Start of The input

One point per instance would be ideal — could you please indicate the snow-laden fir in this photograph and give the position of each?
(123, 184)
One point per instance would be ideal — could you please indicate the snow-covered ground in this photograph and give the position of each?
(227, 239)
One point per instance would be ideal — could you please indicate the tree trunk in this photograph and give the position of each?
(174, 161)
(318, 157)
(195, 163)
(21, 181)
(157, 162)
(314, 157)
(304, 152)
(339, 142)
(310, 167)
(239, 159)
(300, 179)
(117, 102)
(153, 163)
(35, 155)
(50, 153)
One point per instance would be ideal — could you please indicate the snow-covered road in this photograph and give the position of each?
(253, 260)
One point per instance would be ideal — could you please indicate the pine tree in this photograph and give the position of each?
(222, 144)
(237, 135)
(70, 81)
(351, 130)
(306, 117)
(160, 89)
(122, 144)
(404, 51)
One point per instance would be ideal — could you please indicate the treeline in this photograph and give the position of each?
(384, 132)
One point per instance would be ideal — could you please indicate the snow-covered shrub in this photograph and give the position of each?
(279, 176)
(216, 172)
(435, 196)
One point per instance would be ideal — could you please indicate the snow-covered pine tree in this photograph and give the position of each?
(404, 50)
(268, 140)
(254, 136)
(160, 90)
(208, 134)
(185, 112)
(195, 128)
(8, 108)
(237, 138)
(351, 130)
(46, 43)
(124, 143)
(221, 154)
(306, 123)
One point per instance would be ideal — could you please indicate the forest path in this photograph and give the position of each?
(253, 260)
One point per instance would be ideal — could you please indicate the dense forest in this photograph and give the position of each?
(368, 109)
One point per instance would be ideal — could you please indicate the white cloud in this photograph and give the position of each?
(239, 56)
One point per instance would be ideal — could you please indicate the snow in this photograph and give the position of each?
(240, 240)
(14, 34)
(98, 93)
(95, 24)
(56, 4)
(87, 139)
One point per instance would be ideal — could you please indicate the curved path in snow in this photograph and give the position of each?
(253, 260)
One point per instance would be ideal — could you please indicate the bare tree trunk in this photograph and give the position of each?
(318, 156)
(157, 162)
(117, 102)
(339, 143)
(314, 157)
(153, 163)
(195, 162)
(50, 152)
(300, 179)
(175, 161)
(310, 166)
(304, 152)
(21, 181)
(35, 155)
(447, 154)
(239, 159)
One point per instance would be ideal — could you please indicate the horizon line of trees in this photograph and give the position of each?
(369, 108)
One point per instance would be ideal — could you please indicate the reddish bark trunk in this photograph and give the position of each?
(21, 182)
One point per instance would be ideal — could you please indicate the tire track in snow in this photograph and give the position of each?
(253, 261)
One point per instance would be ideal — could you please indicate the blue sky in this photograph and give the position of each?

End of The input

Task instructions
With no line omitted, copy all the data exactly.

Problem solution
One point per instance would be ideal — could you please indicate the snow-laden fir in this photograph and give the position of each?
(123, 184)
One point per instance would be ideal — could you please indicate the snow-covered ground in this photograph and give the position of each?
(227, 239)
One point per instance would be ideal — could you please indicate the tree trunk in this photograph and give the position of each?
(174, 161)
(318, 157)
(195, 163)
(21, 181)
(157, 162)
(314, 157)
(304, 152)
(339, 142)
(310, 167)
(239, 159)
(300, 179)
(117, 102)
(153, 163)
(35, 155)
(50, 153)
One point per instance would be ideal — could you please indicate the snow-covered road in this photograph and give the position of each?
(253, 260)
One point per instance would be ideal — could you please indicate the pine tree in this photograph and give the position of each?
(222, 144)
(237, 135)
(70, 81)
(351, 130)
(306, 117)
(160, 89)
(122, 144)
(404, 51)
One point per instance would be ideal — could you please indicate the treeline in this photograph and give the position of each?
(384, 132)
One point per instance would be ideal — could you please indicate the snow-covered shrub in this photograph and give the position of each?
(279, 176)
(216, 172)
(435, 196)
One point per instance would be ideal — could you please indicate the snow-covered pine tree in this photograph and give the position of each?
(404, 50)
(268, 140)
(254, 136)
(160, 90)
(208, 134)
(185, 112)
(195, 128)
(8, 108)
(237, 138)
(351, 130)
(46, 43)
(124, 143)
(221, 154)
(306, 123)
One point per instance would be ideal — could you please indicate the forest path in this photograph and give the position of each?
(253, 260)
One point per instance would be ideal — could you please indicate the dense forest in this photograph and give the position of each?
(368, 109)
One point per instance would be ideal — could you please indicate the white cloud in this photograph and give the position of each?
(239, 56)
One point per instance would be ideal — could you please indicate the snow in this photograph and give the position of each?
(240, 240)
(14, 34)
(98, 93)
(95, 24)
(56, 4)
(87, 139)
One point per instance would be ideal — could you please indicate the curved path in snow in this photograph and give the position of each?
(253, 260)
One point per instance would be ideal — could you please indicate the bare tree trunk in this photograph and give the position of each?
(318, 156)
(157, 162)
(117, 102)
(339, 143)
(314, 157)
(153, 163)
(195, 162)
(50, 152)
(300, 179)
(175, 161)
(310, 166)
(304, 152)
(21, 181)
(35, 155)
(447, 154)
(239, 159)
One point per instance would be ideal — could you please indicate the horizon line of trees in this photograph and give the position of each?
(369, 108)
One point per instance would be ideal — could you please indicate the reddish bark trunk in this photograph and give the position of each?
(21, 182)
One point per instance would be ideal — could you please indicate the tire track in snow in this photograph and give the position of each?
(253, 261)
One point per instance would be ideal — could you please indicate the blue sky in this photograph and give the position of each?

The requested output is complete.